(Items from a data source)
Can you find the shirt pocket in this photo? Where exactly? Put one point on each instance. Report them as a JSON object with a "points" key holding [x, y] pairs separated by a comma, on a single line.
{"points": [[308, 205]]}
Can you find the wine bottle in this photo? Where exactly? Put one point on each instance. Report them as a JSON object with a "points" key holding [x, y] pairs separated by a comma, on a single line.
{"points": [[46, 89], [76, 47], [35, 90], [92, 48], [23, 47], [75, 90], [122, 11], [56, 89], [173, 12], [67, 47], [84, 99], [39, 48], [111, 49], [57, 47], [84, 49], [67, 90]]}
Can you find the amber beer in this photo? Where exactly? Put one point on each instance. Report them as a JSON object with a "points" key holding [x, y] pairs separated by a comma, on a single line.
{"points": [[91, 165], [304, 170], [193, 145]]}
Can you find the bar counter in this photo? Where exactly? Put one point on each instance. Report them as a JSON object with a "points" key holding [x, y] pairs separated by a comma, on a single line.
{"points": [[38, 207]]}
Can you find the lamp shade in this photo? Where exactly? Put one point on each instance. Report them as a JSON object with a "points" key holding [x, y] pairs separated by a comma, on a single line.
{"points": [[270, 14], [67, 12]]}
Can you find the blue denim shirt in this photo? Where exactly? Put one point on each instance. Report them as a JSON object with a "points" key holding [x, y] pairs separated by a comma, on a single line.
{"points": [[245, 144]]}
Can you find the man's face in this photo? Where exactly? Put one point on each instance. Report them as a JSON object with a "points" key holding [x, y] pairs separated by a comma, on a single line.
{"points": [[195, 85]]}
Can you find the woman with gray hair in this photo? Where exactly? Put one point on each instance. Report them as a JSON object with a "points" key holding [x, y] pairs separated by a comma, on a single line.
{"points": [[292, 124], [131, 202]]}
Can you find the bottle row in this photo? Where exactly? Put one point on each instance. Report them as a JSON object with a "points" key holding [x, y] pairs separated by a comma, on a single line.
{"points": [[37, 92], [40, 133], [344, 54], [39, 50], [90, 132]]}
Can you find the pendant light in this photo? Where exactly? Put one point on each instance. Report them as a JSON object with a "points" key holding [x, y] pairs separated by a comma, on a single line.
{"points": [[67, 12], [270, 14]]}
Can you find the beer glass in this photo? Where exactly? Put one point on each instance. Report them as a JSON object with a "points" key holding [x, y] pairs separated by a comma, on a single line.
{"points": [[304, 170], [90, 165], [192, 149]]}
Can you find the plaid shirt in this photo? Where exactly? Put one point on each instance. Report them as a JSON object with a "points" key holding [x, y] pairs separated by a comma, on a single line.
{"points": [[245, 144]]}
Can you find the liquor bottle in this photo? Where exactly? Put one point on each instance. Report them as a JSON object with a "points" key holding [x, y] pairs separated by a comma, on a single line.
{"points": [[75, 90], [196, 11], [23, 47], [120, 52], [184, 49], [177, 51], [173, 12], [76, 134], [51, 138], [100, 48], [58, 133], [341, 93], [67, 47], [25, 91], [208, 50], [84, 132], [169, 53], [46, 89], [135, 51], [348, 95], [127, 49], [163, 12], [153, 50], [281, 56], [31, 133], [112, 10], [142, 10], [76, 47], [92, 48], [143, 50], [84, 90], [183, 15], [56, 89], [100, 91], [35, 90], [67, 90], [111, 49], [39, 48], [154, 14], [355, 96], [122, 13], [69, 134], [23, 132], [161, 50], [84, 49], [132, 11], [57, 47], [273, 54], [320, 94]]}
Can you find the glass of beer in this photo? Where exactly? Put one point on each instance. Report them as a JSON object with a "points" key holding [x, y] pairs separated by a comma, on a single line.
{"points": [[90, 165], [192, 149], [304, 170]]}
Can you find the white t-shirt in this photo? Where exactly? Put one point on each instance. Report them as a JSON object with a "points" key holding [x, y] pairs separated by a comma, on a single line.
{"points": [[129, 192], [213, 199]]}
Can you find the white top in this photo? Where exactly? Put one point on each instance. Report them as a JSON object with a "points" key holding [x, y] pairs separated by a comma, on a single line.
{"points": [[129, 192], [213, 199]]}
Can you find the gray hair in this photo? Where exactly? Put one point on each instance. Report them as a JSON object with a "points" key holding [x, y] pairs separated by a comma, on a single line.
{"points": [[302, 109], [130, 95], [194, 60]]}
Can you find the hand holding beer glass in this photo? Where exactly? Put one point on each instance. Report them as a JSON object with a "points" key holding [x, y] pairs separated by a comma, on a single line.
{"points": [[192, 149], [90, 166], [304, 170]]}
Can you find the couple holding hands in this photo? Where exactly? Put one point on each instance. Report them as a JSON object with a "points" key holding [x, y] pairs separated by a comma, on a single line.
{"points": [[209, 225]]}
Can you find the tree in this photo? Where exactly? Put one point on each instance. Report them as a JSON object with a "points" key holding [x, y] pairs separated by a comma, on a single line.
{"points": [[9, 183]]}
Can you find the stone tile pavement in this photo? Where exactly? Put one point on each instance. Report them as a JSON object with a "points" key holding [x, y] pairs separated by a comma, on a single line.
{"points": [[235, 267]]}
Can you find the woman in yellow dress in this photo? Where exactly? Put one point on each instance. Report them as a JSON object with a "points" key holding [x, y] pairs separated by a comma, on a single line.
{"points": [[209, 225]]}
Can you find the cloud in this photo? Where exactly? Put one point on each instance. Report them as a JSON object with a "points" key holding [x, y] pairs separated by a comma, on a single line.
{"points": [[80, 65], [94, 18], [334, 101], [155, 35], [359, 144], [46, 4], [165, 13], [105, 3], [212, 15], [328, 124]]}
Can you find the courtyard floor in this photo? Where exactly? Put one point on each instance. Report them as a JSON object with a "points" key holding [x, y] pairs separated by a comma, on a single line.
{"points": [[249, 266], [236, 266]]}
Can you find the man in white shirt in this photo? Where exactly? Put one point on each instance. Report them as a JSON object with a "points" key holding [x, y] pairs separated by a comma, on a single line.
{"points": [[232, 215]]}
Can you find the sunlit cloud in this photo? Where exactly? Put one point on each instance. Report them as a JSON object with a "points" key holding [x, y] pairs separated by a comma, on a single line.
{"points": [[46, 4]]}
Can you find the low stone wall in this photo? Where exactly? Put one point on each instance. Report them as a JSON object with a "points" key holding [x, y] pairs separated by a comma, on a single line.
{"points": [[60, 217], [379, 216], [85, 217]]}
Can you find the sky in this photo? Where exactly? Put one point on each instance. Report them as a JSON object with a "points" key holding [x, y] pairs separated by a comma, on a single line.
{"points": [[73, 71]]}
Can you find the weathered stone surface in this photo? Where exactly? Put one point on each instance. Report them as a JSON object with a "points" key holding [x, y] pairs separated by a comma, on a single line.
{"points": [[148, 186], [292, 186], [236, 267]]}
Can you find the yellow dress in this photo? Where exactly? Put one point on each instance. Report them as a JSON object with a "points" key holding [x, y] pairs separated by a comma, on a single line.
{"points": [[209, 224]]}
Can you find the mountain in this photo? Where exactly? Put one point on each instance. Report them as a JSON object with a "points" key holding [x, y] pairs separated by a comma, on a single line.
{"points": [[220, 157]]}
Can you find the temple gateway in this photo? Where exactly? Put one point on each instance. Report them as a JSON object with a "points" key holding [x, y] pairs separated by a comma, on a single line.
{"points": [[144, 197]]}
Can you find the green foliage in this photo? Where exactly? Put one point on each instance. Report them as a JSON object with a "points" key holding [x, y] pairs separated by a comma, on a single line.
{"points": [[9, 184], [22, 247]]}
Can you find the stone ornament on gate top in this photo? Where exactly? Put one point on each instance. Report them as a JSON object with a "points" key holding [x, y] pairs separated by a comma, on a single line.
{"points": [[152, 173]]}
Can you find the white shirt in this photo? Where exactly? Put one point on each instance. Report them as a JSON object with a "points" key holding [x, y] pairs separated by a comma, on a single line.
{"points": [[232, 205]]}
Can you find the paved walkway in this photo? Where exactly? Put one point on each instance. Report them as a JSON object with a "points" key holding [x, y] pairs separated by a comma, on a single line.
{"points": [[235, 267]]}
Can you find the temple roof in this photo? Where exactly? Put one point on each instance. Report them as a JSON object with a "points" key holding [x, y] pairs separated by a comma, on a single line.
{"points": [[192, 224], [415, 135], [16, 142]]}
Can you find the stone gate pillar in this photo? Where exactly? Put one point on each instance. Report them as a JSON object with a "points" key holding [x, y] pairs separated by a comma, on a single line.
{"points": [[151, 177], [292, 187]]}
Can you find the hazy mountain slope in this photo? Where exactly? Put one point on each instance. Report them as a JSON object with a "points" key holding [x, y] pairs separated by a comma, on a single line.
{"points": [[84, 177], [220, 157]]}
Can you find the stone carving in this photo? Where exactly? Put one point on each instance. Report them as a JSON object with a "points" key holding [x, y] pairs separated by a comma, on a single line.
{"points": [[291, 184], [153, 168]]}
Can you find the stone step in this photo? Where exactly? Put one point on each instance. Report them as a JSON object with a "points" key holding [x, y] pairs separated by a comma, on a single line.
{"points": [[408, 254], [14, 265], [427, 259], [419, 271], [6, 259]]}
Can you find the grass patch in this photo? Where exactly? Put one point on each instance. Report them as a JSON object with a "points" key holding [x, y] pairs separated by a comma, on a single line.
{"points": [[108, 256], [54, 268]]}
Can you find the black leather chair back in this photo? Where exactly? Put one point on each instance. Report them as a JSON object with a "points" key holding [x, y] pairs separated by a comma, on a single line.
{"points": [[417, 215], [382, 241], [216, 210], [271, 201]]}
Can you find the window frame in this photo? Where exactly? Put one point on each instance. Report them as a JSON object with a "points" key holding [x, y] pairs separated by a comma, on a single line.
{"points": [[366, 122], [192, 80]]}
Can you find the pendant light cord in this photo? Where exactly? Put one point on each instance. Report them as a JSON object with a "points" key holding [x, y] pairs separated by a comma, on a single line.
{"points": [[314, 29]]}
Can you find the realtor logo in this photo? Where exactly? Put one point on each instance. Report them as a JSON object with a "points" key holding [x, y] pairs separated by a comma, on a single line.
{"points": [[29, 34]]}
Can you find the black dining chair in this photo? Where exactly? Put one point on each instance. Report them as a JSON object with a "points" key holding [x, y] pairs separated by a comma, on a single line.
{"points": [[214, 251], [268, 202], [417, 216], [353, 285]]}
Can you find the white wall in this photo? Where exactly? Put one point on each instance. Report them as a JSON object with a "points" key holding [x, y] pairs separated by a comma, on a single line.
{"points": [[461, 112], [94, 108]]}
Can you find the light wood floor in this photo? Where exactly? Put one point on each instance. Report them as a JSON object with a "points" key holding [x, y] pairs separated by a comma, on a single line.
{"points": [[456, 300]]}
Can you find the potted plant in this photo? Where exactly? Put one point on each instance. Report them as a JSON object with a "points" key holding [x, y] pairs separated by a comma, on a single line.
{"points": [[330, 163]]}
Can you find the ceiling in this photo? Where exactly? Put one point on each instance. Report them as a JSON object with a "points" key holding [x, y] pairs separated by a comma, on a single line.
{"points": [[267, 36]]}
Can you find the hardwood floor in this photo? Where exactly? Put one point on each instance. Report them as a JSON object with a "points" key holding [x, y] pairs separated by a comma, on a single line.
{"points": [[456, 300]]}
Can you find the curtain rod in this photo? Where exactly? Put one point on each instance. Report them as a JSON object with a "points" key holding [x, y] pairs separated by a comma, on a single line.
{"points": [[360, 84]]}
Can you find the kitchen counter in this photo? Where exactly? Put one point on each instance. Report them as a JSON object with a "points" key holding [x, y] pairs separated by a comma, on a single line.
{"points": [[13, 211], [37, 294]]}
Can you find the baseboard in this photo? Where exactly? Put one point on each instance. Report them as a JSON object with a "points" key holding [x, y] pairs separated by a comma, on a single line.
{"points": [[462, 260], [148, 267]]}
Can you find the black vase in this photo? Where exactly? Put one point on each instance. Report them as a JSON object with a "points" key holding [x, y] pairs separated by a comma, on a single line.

#### WHAT THE TASK ASKS
Write out again, exactly as they appear above, the lines from the one containing "Can you find the hardwood" to the final line, and only those.

#### TASK RESPONSE
Can you find the hardwood floor in this photo? Where exactly? Put one point on each instance. Report them as a JSON object with a "points" key holding [x, y] pairs separated by a comma, on a single line.
{"points": [[456, 300]]}
Can you find the curtain rod in this photo? Where exactly? Put one point on each instance. Report them as a JSON object with a "points" key holding [x, y] pairs separated by a comma, on a single line.
{"points": [[360, 84]]}
Can you find the kitchen counter in this photo? Where exactly? Put one point on each instance. Report them as a JSON object with a "points" key holding [x, y] pairs separated by a comma, on a single line.
{"points": [[13, 211], [37, 294]]}
Can you find the baseboard in this photo? Where exactly? Put one point on each instance. Report them as a JSON object with a "points" key holding [x, y] pairs separated by a comma, on a single line.
{"points": [[462, 260], [148, 267]]}
Can you find the black vase in this photo? Where exactly? Put one point on each instance. Report them as a JSON object with a "points" key holding [x, y] pairs separated by a comma, on a single line.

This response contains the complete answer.